→ TO DO:
Show, unchanged, every line of the entries below in which the word "utility" appears.

→ RAW DATA:
····················

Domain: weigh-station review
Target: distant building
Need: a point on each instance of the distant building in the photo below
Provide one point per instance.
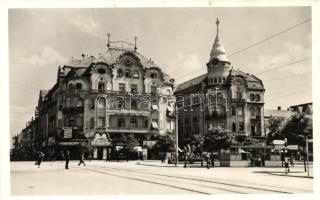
(305, 108)
(278, 113)
(223, 98)
(99, 100)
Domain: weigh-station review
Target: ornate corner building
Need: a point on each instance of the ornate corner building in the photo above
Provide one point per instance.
(100, 100)
(223, 98)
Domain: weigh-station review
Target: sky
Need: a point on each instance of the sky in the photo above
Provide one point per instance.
(179, 40)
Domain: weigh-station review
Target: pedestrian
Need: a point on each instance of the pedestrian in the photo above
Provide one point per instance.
(208, 160)
(81, 159)
(67, 157)
(286, 164)
(291, 161)
(212, 159)
(39, 158)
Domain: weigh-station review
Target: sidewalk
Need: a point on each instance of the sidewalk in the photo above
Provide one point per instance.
(297, 171)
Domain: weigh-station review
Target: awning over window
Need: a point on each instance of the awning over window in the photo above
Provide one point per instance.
(154, 107)
(154, 124)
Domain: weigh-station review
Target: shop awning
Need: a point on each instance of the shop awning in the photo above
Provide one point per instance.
(154, 124)
(154, 107)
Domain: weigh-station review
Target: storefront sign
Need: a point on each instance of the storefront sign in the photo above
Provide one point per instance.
(51, 141)
(67, 132)
(69, 143)
(100, 140)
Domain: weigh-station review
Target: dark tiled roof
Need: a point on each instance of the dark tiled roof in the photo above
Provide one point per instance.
(277, 113)
(191, 82)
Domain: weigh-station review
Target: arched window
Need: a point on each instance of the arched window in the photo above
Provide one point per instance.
(119, 73)
(135, 74)
(91, 123)
(102, 103)
(121, 122)
(133, 123)
(257, 97)
(251, 97)
(127, 74)
(78, 86)
(153, 75)
(71, 87)
(134, 105)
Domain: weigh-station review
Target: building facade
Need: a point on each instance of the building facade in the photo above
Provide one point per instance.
(101, 100)
(223, 98)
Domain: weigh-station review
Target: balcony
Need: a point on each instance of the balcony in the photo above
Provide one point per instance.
(76, 109)
(129, 130)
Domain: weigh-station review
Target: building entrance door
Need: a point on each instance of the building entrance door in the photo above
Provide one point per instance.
(100, 153)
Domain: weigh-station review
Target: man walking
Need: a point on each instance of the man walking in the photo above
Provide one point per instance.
(81, 159)
(67, 157)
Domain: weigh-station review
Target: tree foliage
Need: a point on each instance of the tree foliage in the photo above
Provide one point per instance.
(216, 140)
(296, 129)
(164, 143)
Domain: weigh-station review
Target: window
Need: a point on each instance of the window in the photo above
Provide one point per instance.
(122, 87)
(91, 103)
(127, 74)
(91, 123)
(239, 95)
(241, 126)
(71, 87)
(102, 103)
(153, 90)
(133, 123)
(234, 127)
(257, 97)
(71, 122)
(233, 111)
(134, 105)
(119, 73)
(251, 97)
(101, 86)
(101, 71)
(252, 113)
(102, 122)
(153, 75)
(78, 86)
(135, 74)
(240, 111)
(121, 122)
(79, 121)
(134, 89)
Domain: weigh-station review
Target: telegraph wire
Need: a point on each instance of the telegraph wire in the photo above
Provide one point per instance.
(270, 37)
(286, 77)
(252, 45)
(286, 65)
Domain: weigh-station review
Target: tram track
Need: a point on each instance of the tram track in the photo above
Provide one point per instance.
(202, 186)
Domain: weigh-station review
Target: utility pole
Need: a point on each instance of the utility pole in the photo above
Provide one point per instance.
(176, 132)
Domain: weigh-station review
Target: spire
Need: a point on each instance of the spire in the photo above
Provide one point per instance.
(218, 50)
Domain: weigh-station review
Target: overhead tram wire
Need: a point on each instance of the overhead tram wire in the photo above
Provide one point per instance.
(253, 45)
(97, 32)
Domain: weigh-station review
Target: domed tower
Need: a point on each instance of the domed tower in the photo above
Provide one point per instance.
(218, 66)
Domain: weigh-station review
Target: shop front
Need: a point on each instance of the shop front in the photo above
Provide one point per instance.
(101, 146)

····················

→ SOLUTION TO THIS EXERCISE:
Target: utility pole
Need: a point on each instance of the utility pole in the photo above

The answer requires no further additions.